INSTRUCTIONS FOR THE TASK: Begin at the line containing "the gold band" and copy each line exactly through the end of the records, leaving out what comes before.

PROVIDED RECORDS:
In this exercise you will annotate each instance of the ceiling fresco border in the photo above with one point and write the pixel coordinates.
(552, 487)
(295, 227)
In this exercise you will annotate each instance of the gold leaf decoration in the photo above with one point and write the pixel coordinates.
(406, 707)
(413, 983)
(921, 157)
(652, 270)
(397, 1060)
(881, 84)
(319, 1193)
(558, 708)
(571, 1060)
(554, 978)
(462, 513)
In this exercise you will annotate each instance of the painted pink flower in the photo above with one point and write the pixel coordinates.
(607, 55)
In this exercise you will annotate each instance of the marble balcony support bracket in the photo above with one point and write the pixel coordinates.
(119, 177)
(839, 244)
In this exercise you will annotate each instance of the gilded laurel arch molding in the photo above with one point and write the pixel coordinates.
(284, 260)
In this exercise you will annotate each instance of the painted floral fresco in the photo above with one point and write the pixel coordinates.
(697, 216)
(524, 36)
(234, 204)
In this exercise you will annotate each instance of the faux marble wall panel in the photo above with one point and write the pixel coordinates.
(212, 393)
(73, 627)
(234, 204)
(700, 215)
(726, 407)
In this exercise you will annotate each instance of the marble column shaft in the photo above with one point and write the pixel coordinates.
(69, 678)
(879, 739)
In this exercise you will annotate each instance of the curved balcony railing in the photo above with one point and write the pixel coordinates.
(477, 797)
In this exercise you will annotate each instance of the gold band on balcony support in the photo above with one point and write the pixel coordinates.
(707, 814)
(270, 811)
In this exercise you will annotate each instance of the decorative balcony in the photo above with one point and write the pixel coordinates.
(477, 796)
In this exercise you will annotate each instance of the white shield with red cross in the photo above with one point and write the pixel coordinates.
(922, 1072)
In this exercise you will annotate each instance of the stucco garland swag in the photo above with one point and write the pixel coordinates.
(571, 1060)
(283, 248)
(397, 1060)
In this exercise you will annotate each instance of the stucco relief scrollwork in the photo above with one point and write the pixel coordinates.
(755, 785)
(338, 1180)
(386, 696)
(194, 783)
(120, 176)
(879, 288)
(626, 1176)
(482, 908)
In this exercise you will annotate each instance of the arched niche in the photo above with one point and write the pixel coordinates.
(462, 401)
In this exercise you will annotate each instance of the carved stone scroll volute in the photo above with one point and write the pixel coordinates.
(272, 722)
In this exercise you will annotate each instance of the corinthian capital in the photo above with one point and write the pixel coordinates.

REPLY:
In this exercise you will annotate each instance of the gold band on balcony support in the photo above with one point and write the pixel coordinates.
(707, 814)
(270, 811)
In this exercise you will annotate each instance of the decorative balcony in the photo above with one point and write the pixel coordinates.
(477, 796)
In this exercise you will annotate each instance of the white shield with red cross in the photo above with one point and write the pixel coordinates.
(922, 1072)
In this exercise you will annotate each instance of the stucco garland swag in the photo above with one point and write the pixel coordinates.
(571, 1060)
(283, 248)
(397, 1060)
In this exercise you will annotate each instance of the stucco relief scrollwork in the photo above with one point and write the pixel coordinates.
(755, 785)
(338, 1180)
(386, 696)
(194, 783)
(120, 176)
(879, 288)
(626, 1176)
(482, 908)
In this exercise you will annotate each instance of the arched niche in the photo above with one point and write the pixel coordinates.
(462, 401)
In this exercise you will annotate each instance of the carved stone scroll volute in the photo above with one point and write the pixel coordinates.
(272, 722)
In this exercise you will annotate each instance of the corinthian capital in the photo above with one point and write the pixel coordinates.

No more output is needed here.